** start of WORKING DATA **
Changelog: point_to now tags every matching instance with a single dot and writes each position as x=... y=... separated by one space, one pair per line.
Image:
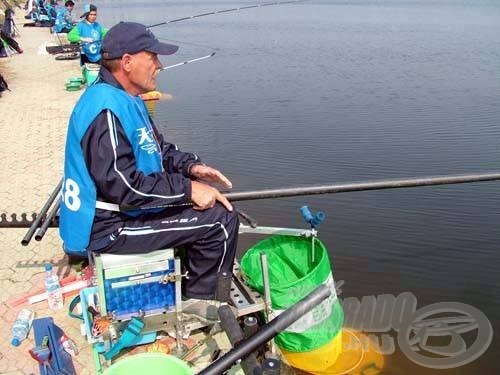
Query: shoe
x=203 y=309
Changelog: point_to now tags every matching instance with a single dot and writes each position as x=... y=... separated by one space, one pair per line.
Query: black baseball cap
x=87 y=8
x=131 y=38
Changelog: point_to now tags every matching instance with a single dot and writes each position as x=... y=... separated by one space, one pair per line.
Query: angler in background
x=9 y=26
x=89 y=33
x=64 y=21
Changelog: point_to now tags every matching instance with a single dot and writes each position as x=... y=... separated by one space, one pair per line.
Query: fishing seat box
x=130 y=285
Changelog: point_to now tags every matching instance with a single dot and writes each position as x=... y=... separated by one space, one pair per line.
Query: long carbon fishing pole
x=187 y=62
x=45 y=225
x=362 y=186
x=27 y=238
x=292 y=192
x=226 y=11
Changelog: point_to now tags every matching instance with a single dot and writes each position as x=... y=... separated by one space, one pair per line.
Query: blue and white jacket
** end of WORKING DATA **
**WHAT IS ASKED**
Rewrite every line of the records above as a Markdown table with the columns Row and Line, numbering the rows in order and skipping blank lines. Leave the pictures out.

**THE REPLY**
| Row | Line |
|---|---|
| 1 | Changelog: point_to now tags every matching instance with a single dot and writes each position as x=... y=... separated by one space, one pair per line. |
| 2 | Image: |
| 3 | Query: shoe |
| 4 | x=203 y=309 |
| 5 | Changelog: point_to now tags every matching instance with a single dot and writes each position as x=... y=... separated by one space, one pair per line. |
| 6 | Query: black baseball cap |
| 7 | x=87 y=8 |
| 8 | x=131 y=38 |
| 9 | Changelog: point_to now tags every matching instance with a single dot and writes each position as x=... y=... separated by one space, one pair per line. |
| 10 | Query: angler in background |
| 11 | x=9 y=26 |
| 12 | x=89 y=33 |
| 13 | x=64 y=21 |
| 14 | Changelog: point_to now tags every matching instance with a single dot and writes each position as x=... y=... separated by one space, one pair per line. |
| 15 | Query: fishing seat box |
| 16 | x=130 y=285 |
| 17 | Changelog: point_to now tags every matching instance with a single dot and writes each position as x=... y=... separated by one space, one pair per line. |
| 18 | Query: long carbon fishing pole |
| 19 | x=187 y=62 |
| 20 | x=45 y=225 |
| 21 | x=362 y=186 |
| 22 | x=27 y=238 |
| 23 | x=292 y=192 |
| 24 | x=226 y=11 |
| 25 | Changelog: point_to now tags every matching instance with a single dot and writes each position as x=... y=... separated by one space, one pair per line. |
| 26 | Query: blue and white jacket |